> **Article**:
* * * * * * * * *

The following list of channels have notifiers implemente for them in Fairplay:

  • Microsoft Teams
  • Slack
  • Pushover
  • Terminal Console (stdout)

Setup

Install the requirements in a virtual environment:

python -m pip install pipenv
python -m pipenv install

Run the tool within the virtual environment:

pipenv shell
python main.py

Monitoring IOCs

Define your IOCs in JSON files in the ioc directory, named ANYTHING.json. The content of the file should be a JSON object with the key file_hash containing the hash (any variant supported by the sources will do) of the payload to be monitored, its name and poll_time which specifies the interval between polling, in minutes. Take a look at the other examples provided to see the structure. Other keys can also be included freely and will be ignored. An example IOC file looks like this:

{
    "name": "EICAR",
    "poll_time": 60,
    "file_hash": "3395856ce81f2b7382dee72602f798b642f14140"
}

API keys will need to be provided for each collector. You can do that in config/config.json. Multiple other keys can be configured there as well and required keys that are missing will be automatically detected.

* * * * * * * * *

> **Material provided**:
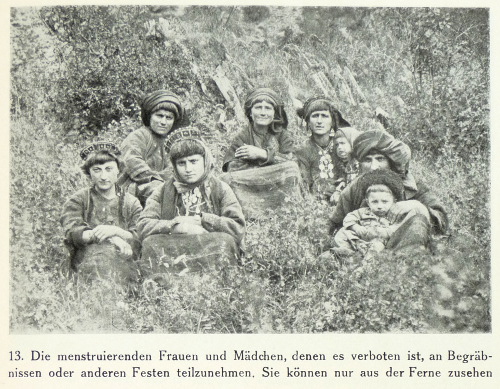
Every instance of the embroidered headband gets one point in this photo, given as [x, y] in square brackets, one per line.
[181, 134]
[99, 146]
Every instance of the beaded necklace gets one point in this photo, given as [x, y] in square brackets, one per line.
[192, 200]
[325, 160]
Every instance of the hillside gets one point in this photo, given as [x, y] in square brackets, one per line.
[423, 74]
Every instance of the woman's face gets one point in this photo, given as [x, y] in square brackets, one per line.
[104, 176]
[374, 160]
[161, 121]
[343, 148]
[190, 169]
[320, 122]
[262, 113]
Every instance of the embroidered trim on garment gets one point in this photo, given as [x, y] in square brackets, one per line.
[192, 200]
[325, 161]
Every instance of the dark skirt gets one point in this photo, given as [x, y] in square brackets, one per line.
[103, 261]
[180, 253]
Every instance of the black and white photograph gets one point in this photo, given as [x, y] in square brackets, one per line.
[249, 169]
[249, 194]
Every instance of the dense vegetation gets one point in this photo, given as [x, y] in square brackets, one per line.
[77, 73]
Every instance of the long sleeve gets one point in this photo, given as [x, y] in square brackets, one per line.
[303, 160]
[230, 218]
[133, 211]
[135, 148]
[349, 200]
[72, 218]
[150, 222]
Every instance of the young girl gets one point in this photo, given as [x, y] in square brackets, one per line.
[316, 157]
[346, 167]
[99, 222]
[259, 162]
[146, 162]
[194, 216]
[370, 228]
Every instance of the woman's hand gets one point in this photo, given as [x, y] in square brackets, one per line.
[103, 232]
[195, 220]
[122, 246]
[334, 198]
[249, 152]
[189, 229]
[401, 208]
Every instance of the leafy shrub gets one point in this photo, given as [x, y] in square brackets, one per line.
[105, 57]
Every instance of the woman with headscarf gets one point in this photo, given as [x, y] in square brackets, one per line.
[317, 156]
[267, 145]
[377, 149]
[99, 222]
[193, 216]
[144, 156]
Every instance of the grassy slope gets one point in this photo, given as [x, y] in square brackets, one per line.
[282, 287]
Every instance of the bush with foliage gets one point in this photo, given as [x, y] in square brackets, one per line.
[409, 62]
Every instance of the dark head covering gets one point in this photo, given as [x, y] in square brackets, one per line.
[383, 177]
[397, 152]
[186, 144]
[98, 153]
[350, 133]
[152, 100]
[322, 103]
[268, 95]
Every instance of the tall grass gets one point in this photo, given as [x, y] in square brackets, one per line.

* * * * * * * * *

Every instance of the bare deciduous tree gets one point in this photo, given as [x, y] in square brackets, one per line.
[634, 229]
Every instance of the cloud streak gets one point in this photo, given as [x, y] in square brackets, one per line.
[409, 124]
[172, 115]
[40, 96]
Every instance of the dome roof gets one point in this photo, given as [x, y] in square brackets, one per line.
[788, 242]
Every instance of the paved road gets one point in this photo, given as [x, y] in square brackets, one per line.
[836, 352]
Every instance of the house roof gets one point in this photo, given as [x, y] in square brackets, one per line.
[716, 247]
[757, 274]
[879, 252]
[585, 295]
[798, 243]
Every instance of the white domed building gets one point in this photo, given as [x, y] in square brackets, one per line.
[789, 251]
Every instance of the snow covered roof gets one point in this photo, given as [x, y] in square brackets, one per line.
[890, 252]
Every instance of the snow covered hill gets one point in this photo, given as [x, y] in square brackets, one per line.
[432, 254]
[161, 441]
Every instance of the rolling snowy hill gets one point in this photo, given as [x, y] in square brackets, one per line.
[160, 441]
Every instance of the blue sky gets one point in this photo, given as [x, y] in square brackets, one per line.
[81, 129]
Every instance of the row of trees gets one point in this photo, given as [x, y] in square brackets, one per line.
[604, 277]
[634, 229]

* * * * * * * * *

Retype the Fairplay notes at the top, from the list of notification channels to the last sentence about API keys, keeping every word and symbol unchanged.

The following list of channels have notifiers implemente for them in Fairplay:

  • Microsoft Teams
  • Slack
  • Pushover
  • Terminal Console (stdout)

Setup

Install the requirements in a virtual environment:

python -m pip install pipenv
python -m pipenv install

Run the tool within the virtual environment:

pipenv shell
python main.py

Monitoring IOCs

Define your IOCs in JSON files in the ioc directory, named ANYTHING.json. The content of the file should be a JSON object with the key file_hash containing the hash (any variant supported by the sources will do) of the payload to be monitored, its name and poll_time which specifies the interval between polling, in minutes. Take a look at the other examples provided to see the structure. Other keys can also be included freely and will be ignored. An example IOC file looks like this:

{
    "name": "EICAR",
    "poll_time": 60,
    "file_hash": "3395856ce81f2b7382dee72602f798b642f14140"
}

API keys will need to be provided for each collector. You can do that in config/config.json. Multiple other keys can be configured there as well and required keys that are missing will be automatically detected.